# START OF Data for the task
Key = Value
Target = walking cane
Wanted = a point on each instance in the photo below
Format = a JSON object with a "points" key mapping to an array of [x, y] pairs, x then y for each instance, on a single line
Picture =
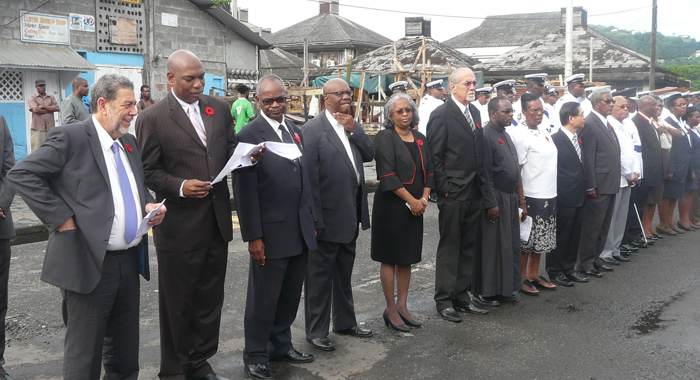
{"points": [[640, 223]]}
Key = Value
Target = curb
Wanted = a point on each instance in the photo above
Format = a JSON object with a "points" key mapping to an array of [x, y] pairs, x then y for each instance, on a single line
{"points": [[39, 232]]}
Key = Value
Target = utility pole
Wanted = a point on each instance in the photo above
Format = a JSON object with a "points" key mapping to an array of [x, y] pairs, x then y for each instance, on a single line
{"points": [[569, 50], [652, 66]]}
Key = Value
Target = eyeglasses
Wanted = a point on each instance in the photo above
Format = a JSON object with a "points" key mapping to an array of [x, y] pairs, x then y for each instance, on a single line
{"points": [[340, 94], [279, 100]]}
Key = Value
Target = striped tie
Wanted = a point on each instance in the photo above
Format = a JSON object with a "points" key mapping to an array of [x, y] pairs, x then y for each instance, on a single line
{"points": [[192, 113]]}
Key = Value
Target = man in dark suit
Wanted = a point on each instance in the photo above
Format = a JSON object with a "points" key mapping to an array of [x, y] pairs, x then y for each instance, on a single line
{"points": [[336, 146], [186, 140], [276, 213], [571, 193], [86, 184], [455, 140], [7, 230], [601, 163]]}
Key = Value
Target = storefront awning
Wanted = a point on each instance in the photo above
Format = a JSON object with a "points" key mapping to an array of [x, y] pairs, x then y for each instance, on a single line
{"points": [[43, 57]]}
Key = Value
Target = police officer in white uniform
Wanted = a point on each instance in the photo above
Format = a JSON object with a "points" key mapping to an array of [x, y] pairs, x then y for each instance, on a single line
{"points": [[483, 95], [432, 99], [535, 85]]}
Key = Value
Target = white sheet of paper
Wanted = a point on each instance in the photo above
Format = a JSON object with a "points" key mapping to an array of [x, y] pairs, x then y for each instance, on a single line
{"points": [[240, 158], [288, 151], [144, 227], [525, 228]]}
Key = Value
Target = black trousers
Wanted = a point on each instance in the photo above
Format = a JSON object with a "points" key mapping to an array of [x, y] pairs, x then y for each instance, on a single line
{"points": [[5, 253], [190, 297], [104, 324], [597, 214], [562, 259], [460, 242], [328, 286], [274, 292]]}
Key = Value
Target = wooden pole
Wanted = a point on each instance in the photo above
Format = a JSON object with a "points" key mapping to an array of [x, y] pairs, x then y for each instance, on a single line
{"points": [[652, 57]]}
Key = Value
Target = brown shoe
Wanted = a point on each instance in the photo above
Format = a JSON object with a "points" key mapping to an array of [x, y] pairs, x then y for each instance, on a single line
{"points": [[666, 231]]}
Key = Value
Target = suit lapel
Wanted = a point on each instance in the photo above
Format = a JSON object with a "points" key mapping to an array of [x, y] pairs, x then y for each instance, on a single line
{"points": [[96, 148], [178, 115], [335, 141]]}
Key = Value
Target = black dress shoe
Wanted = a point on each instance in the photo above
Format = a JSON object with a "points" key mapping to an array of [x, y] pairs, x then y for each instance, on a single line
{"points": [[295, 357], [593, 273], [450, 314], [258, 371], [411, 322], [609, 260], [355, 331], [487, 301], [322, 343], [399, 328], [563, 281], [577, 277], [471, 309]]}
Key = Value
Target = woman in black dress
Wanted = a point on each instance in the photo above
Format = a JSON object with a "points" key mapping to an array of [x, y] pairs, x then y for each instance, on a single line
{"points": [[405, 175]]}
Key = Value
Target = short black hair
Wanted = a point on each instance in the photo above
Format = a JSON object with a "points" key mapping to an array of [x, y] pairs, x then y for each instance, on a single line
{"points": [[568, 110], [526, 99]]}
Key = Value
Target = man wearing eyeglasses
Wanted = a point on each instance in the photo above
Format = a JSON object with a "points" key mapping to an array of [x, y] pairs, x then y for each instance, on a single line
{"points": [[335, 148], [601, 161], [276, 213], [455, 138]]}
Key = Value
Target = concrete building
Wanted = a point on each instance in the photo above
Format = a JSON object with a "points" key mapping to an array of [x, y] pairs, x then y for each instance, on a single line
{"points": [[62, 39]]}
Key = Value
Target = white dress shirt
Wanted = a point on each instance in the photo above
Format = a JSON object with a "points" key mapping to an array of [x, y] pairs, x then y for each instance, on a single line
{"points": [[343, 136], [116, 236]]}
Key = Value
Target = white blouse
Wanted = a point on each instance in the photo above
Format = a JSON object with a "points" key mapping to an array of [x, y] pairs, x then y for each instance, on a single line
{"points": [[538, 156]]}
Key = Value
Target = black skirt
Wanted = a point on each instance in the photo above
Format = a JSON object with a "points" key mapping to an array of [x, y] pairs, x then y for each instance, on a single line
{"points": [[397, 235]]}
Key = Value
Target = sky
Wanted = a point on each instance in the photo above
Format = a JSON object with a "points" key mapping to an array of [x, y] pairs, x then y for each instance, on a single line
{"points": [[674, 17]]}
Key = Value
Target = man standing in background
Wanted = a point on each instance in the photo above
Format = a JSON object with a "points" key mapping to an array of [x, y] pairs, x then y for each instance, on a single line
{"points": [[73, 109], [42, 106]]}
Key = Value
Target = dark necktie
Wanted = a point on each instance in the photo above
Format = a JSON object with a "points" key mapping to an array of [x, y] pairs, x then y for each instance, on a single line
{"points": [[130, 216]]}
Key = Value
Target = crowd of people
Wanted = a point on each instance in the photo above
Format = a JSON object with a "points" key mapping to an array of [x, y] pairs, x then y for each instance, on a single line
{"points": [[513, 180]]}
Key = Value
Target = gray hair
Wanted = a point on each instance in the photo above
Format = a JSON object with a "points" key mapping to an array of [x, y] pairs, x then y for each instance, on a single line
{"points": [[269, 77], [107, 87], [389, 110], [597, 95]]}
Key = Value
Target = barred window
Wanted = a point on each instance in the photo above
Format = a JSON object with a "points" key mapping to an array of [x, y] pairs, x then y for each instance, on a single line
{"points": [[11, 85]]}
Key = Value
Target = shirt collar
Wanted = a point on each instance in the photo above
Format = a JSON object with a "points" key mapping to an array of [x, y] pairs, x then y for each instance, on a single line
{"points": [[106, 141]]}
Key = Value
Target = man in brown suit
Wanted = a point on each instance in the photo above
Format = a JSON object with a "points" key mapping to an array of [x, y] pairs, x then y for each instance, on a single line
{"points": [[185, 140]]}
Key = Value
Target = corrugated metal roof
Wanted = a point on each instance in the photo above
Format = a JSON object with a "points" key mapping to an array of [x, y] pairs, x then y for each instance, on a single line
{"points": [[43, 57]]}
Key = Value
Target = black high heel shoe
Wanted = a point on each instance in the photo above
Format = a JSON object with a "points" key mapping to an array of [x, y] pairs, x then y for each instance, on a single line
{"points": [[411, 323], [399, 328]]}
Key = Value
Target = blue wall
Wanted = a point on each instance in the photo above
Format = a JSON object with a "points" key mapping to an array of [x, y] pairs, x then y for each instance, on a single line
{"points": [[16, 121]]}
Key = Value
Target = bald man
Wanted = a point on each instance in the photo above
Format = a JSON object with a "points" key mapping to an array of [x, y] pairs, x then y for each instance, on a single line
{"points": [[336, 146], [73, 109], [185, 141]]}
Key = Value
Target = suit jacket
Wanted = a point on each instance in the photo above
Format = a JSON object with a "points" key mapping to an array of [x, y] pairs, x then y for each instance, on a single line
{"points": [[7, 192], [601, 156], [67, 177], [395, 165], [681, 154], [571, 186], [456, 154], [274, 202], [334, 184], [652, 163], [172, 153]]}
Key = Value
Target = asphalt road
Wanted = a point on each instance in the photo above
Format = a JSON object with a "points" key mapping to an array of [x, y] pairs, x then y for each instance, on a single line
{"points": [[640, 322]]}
# END OF Data for the task
### Exercise requirements
Collect every line above that contains the word "white" and copy each of those lines in full.

### Solution for this exercise
Target = police officer in white uniform
Target = white sheet of paper
Target = white dress shirt
Target = white blouse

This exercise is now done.